═════ LISTED RECORDS ═════

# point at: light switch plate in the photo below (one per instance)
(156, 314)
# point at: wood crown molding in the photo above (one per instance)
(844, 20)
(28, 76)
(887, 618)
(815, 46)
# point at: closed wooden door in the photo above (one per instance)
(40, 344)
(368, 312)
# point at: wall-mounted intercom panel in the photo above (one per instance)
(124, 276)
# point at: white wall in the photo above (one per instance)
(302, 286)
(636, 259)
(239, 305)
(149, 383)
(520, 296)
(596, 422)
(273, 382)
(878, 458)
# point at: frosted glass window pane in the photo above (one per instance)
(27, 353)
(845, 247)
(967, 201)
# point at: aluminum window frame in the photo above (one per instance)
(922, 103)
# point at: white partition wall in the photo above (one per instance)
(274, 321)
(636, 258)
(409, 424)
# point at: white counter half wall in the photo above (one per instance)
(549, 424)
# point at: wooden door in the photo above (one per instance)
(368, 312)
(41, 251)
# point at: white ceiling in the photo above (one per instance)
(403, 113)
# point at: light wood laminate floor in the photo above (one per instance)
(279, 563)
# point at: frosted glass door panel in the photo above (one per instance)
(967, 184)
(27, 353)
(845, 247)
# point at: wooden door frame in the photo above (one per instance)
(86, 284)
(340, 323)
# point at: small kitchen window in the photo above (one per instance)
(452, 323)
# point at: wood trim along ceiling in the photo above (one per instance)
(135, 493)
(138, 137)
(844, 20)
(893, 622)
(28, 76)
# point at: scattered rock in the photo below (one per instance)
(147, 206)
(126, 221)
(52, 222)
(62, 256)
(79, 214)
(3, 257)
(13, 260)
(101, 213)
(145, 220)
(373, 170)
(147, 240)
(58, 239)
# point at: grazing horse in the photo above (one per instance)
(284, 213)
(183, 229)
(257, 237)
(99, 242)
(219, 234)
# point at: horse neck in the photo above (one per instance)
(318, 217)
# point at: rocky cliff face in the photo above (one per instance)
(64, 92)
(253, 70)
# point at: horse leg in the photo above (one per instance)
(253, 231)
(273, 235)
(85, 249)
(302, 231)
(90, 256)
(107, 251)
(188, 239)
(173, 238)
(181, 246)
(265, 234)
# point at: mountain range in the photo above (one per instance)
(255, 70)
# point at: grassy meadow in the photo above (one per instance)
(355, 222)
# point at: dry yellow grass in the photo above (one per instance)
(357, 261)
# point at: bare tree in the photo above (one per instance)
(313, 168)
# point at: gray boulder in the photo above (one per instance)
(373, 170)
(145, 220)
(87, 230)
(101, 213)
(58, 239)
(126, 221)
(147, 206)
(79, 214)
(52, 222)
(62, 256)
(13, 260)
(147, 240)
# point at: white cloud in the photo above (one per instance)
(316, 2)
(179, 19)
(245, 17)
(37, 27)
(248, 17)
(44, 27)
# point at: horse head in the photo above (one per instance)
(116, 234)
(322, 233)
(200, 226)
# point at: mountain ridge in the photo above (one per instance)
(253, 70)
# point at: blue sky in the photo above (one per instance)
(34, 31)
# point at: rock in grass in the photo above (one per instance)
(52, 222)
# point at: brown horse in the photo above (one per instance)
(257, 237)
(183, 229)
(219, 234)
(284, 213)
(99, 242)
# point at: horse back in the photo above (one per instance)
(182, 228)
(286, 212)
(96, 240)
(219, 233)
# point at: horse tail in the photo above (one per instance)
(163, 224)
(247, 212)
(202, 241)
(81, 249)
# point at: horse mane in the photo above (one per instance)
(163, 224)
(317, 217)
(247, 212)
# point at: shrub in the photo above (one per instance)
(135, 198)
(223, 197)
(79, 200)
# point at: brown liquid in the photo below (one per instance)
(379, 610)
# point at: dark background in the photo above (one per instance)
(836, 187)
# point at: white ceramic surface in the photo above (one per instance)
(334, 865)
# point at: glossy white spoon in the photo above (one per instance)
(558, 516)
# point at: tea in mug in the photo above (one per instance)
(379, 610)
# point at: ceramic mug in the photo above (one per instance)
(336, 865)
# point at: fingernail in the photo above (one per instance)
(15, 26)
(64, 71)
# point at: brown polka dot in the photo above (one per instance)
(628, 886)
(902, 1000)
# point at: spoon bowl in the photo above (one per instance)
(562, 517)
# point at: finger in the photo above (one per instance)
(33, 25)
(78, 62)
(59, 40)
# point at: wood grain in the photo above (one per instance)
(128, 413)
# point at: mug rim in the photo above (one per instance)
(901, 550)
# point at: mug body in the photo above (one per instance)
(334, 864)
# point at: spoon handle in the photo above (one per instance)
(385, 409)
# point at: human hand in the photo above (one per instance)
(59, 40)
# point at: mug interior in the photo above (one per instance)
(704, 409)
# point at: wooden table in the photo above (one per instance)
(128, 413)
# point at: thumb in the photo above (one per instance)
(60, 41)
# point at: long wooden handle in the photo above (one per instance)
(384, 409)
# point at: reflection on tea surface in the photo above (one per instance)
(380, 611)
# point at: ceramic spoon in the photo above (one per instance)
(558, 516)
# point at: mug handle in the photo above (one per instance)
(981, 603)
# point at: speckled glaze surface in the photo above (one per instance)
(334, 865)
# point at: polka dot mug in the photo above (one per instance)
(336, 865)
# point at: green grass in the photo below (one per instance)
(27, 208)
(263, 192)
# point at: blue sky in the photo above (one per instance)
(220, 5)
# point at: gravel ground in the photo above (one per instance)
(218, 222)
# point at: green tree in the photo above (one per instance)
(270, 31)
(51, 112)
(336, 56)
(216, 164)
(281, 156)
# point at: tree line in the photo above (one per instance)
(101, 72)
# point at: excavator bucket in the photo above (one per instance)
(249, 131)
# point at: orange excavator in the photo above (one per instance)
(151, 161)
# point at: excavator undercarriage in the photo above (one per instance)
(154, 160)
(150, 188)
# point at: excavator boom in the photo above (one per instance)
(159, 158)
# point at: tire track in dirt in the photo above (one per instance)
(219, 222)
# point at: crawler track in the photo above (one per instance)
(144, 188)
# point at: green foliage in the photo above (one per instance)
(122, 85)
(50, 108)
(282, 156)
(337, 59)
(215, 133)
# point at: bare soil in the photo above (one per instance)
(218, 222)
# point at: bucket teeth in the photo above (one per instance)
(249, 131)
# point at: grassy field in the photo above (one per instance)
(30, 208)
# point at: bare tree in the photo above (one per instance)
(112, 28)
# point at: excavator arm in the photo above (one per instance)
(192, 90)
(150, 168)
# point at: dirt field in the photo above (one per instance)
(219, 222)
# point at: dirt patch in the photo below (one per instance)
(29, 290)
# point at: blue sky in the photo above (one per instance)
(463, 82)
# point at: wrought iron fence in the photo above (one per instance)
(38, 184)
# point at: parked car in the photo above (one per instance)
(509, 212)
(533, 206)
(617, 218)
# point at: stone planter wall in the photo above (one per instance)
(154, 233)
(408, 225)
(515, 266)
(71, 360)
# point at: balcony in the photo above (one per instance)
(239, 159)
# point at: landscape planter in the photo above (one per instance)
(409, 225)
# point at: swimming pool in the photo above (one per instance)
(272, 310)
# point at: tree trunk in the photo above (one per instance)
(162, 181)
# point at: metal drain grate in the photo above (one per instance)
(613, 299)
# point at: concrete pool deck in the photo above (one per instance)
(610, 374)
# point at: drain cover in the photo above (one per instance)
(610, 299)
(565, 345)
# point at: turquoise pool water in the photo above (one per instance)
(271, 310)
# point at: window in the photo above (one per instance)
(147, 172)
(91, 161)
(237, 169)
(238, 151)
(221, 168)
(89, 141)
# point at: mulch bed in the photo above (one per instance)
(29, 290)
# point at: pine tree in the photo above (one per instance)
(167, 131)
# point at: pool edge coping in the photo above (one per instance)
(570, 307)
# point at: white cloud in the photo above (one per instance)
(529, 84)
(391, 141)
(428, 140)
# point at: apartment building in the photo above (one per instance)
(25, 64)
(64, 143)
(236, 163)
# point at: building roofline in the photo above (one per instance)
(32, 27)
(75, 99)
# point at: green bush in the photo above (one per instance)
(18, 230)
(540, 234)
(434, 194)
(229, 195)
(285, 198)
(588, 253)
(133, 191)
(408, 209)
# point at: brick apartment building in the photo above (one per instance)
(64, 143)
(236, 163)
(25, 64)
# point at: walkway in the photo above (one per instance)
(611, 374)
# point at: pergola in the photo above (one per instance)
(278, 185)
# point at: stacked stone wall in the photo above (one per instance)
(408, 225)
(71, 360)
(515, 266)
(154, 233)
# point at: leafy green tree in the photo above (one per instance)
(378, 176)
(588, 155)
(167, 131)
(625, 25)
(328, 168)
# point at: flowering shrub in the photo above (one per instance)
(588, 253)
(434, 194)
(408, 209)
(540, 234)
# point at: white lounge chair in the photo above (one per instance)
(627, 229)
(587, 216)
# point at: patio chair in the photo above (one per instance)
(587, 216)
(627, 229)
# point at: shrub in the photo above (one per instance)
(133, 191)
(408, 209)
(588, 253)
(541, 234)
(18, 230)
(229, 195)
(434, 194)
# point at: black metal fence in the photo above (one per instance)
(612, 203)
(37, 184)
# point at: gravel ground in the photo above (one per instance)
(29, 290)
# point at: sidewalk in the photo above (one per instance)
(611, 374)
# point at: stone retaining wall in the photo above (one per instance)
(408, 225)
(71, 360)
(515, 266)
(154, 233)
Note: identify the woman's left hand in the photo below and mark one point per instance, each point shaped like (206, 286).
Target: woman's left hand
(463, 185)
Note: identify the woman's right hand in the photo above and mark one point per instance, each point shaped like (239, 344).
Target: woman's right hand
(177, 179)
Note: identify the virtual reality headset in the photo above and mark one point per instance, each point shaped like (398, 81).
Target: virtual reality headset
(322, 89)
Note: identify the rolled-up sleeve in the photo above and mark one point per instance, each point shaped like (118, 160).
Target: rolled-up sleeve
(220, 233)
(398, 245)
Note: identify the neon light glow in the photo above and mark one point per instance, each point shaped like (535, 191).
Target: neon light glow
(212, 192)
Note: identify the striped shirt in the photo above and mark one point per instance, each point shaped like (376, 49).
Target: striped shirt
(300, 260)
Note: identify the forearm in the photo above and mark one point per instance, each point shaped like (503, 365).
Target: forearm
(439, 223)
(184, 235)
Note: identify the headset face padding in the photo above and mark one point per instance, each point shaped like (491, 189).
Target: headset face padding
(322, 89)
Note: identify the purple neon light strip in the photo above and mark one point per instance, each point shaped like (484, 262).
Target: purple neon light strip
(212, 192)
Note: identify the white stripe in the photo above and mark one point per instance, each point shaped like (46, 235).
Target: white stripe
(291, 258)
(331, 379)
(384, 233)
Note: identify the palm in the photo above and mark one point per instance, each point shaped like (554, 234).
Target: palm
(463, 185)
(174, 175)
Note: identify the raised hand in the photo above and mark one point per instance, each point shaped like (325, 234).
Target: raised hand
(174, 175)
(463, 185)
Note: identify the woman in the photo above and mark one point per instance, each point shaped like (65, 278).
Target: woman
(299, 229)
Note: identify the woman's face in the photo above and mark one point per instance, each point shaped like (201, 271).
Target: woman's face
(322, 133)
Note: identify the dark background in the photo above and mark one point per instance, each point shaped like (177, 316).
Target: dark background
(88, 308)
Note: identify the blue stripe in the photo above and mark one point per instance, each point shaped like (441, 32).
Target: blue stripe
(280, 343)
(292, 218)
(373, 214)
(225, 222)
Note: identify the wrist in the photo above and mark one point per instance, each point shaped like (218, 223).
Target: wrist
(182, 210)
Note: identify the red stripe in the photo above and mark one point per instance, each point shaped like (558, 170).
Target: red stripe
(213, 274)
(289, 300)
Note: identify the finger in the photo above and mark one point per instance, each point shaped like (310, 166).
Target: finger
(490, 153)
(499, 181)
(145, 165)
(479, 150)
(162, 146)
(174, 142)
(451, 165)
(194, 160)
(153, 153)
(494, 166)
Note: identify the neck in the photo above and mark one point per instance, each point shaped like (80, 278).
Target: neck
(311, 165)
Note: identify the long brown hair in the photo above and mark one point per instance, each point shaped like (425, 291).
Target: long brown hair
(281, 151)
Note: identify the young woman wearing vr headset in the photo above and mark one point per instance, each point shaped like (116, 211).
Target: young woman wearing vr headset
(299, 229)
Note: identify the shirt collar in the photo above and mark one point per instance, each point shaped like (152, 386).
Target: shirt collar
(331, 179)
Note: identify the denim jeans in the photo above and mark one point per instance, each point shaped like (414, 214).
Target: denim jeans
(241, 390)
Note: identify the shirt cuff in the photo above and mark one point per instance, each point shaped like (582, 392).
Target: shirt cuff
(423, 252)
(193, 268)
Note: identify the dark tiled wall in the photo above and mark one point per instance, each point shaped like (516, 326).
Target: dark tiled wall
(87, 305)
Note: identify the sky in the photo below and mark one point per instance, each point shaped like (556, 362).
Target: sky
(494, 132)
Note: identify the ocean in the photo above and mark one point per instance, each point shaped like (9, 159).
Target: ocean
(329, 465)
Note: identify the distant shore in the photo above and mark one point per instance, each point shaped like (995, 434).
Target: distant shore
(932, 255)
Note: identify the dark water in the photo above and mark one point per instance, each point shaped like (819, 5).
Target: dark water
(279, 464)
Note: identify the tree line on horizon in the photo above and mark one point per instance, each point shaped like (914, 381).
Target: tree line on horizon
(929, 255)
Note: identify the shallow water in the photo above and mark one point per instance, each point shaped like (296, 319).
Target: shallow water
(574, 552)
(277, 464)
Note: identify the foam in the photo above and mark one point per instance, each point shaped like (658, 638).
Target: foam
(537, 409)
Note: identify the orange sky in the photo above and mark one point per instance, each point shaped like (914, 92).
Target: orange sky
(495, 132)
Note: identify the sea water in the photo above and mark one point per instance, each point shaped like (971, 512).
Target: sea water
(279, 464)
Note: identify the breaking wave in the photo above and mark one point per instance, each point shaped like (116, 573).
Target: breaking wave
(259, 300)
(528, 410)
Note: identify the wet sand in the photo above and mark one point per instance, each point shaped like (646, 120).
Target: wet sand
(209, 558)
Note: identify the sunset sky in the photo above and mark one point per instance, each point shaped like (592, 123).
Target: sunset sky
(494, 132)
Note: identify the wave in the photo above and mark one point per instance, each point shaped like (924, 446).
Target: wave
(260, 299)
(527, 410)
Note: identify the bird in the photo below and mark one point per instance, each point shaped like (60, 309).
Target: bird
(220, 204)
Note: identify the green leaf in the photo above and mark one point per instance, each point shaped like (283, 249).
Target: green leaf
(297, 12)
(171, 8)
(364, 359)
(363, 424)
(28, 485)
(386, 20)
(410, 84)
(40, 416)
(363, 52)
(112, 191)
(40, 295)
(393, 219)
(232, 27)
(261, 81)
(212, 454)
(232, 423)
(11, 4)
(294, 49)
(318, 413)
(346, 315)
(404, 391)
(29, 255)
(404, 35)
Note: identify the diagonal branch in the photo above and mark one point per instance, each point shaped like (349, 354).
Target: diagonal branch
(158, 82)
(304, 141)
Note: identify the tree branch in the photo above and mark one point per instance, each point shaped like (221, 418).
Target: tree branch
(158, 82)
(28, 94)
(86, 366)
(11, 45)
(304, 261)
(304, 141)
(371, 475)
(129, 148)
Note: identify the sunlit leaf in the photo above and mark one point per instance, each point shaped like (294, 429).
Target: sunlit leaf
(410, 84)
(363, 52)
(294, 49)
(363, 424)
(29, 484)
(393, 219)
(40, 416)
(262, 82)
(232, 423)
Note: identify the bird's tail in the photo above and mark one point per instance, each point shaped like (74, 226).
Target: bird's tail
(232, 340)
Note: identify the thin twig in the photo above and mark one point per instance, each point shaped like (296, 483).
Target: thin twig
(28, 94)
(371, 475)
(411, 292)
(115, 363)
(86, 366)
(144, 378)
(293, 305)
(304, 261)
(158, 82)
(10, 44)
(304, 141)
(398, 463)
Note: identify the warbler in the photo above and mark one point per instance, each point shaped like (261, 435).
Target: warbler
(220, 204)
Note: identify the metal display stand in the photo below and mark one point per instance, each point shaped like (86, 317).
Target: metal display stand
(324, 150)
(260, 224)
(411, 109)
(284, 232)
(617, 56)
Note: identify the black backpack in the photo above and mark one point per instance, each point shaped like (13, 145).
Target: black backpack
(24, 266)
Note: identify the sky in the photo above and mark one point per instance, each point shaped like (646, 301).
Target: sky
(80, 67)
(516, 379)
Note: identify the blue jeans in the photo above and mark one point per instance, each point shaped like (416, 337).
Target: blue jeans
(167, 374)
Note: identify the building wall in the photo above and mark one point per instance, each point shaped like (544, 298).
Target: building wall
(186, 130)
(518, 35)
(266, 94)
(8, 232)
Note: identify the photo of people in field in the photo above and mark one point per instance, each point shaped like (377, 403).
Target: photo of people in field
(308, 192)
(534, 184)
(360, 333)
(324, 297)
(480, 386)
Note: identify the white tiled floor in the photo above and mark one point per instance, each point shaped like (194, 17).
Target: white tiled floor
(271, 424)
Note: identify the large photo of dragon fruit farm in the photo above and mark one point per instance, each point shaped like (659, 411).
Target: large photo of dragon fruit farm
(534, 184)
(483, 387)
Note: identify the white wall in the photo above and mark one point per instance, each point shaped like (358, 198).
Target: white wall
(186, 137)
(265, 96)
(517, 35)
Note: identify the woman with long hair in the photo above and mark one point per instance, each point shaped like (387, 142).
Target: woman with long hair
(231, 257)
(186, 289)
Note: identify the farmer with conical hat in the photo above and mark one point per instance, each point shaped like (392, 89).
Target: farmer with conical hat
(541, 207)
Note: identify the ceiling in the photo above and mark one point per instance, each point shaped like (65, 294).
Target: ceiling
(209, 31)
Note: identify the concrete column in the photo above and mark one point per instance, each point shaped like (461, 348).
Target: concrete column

═════

> _WHAT YOU HAVE TO DO_: Lines of the listing above that contain the word "column" should all be returned.

> _OUTPUT FOR THIS TASK_:
Note: identify the concrete column in the photo above and mark one point per instance, each point shaped like (461, 348).
Target: concrete column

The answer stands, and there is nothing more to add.